→ Overgenomen tekst:

Adolfo Suárez

Uit Wikipedia, de vrije encyclopedie
Adolfo Suárez
Adolfo Suárez
Volledige naam Adolfo Suárez González
Geboren 25 september 1932
Overleden 23 maart 2014
Partij UCD
Titulatuur Eerste Hertog van Suarez
Partner Amparo Illana Elórtegui
Bestuurlijke loopbaan
1968-1969 Gouverneur (Segovia)
1969-1975 Hoofddirecteur RTVE
1975-1976 minister
1977-1979 minister-president
1979-1981 minister-president
Handtekening
Portaal  Portaalicoon   Politiek
Spanje

Adolfo Suárez y González, Eerste Hertog van Suarez (Cebreros, 25 september 1932Madrid, 23 maart 2014[1]), was een Spaans politicus. Hij was de eerste democratisch gekozen minister-president van Spanje na de dictatuur van de fascistische generaal Franco. Adolfo Suárez y González speelde een beslissende rol bij de overgang van de dictatuur van Franco naar de huidige Spaanse parlementaire democratie.

Levensloop[bewerken | brontekst bewerken]

Na zijn studie rechten te hebben voltooid aan de Universiteit van Salamanca bekleedde Adolfo Suárez verschillende functies binnen de regering van Franco. In 1958 werd hij onderdeel van het algemeen secretariaat van de Movimiento Nacional, de enige politieke partij onder Franco, voortgekomen uit de falange. Binnen de partij steeg hij langzaam op. In 1967 werd hij procureur in het kabinet namens Ávila en in 1968 werd hij gouverneur voor Segovia. In 1969 werd hij Hoofddirecteur bij de TVE (Televisión Española), waar hij al sinds 1964 verschillende functies had bekleed. In april 1975 werd hij, mede dankzij de invloed van Fernando Herrero Tejedor, een lid van Opus Dei, benoemd tot vice-secretaris-generaal van de Movimiento, een post die hij innam totdat Herrero Tejedor op 13 juni sterft. Na de dood van Franco wordt hij op 11 december 1975 minister in de regering van Carlos Arias Navarro.

→ Wat er nodig is: Noem de universiteit waar Adolfo Suárez volgens de tekst over hem zijn rechtenstudie afrondde. De rijen spelen hierbij geen rol.

→ Rijen uit dataset:
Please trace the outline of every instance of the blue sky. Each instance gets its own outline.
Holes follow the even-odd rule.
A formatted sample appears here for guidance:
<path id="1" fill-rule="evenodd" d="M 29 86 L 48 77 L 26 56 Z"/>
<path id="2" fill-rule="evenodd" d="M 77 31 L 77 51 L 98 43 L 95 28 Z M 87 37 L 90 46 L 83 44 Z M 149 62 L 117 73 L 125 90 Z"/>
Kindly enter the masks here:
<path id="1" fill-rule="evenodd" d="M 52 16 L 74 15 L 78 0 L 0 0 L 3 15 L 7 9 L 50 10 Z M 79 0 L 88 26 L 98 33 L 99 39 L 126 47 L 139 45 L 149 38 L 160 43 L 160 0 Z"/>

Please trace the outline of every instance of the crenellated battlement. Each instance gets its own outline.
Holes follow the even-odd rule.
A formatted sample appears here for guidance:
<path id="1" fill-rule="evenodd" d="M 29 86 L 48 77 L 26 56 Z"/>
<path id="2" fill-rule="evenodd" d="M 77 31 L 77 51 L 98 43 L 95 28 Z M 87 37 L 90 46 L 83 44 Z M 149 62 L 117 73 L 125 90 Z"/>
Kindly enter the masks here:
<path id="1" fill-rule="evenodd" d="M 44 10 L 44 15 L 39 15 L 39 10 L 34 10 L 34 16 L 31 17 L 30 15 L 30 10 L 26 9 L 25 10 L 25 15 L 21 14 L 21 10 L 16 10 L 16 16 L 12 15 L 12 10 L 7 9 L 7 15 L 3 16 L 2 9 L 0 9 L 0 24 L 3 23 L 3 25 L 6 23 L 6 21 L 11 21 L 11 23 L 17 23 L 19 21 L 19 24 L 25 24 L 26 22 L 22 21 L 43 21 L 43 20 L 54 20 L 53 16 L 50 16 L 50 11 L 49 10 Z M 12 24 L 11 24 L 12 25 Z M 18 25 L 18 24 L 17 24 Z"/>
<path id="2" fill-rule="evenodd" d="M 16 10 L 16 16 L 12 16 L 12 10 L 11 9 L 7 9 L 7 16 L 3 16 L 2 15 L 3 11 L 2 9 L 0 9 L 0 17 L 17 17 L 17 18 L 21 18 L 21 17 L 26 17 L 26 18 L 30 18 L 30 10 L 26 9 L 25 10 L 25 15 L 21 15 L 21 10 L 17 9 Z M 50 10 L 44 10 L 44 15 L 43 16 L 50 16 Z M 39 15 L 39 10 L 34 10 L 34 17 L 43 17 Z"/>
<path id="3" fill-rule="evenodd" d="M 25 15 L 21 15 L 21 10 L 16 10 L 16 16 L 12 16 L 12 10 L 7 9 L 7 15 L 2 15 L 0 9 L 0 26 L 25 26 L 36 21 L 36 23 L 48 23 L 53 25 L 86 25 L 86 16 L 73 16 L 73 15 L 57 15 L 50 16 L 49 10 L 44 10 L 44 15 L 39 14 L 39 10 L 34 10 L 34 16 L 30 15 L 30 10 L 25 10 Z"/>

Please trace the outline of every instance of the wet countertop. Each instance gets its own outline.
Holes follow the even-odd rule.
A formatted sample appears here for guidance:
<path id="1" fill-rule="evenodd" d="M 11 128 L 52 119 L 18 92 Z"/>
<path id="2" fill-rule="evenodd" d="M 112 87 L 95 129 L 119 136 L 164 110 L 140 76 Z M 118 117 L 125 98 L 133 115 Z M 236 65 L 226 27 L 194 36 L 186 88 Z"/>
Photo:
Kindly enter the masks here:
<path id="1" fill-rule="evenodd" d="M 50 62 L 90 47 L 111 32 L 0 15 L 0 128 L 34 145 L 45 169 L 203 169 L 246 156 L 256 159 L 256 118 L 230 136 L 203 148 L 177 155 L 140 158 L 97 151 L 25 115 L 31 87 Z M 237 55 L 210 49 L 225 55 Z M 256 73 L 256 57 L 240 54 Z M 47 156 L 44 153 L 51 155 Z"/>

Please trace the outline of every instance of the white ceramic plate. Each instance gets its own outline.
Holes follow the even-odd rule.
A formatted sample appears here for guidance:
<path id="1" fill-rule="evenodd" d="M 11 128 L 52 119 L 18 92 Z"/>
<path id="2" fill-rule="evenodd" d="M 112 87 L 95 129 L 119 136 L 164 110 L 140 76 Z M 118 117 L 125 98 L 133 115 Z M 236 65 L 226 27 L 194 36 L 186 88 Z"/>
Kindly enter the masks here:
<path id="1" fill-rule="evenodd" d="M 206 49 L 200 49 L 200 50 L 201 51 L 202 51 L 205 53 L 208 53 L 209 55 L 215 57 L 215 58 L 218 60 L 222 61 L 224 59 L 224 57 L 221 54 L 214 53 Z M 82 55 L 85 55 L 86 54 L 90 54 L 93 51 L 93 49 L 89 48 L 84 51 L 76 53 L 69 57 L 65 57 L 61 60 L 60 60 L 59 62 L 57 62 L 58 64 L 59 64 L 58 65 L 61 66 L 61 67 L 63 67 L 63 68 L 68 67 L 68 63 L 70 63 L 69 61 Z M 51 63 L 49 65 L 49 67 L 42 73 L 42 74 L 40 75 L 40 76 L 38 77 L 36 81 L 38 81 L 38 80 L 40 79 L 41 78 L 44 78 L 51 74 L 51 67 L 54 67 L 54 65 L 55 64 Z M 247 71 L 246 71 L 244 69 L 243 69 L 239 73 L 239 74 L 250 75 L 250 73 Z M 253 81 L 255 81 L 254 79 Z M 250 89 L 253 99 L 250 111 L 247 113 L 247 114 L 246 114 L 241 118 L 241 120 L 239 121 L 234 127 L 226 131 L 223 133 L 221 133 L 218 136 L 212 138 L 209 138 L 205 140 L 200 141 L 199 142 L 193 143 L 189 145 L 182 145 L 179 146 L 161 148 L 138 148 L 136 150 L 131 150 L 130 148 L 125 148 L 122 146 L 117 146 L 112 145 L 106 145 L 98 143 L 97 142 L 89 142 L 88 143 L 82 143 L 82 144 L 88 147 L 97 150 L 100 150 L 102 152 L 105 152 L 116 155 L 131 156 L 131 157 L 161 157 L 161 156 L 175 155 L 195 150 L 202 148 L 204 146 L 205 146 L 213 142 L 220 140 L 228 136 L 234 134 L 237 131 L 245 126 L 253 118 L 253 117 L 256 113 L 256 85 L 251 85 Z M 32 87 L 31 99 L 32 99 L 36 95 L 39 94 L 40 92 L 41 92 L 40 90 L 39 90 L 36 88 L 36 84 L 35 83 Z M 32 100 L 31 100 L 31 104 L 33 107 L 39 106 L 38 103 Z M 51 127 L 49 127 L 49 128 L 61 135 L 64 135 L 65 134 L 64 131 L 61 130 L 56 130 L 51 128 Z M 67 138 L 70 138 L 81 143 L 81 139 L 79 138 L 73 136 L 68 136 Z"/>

→ Oplossing opdracht: De Universiteit van Salamanca.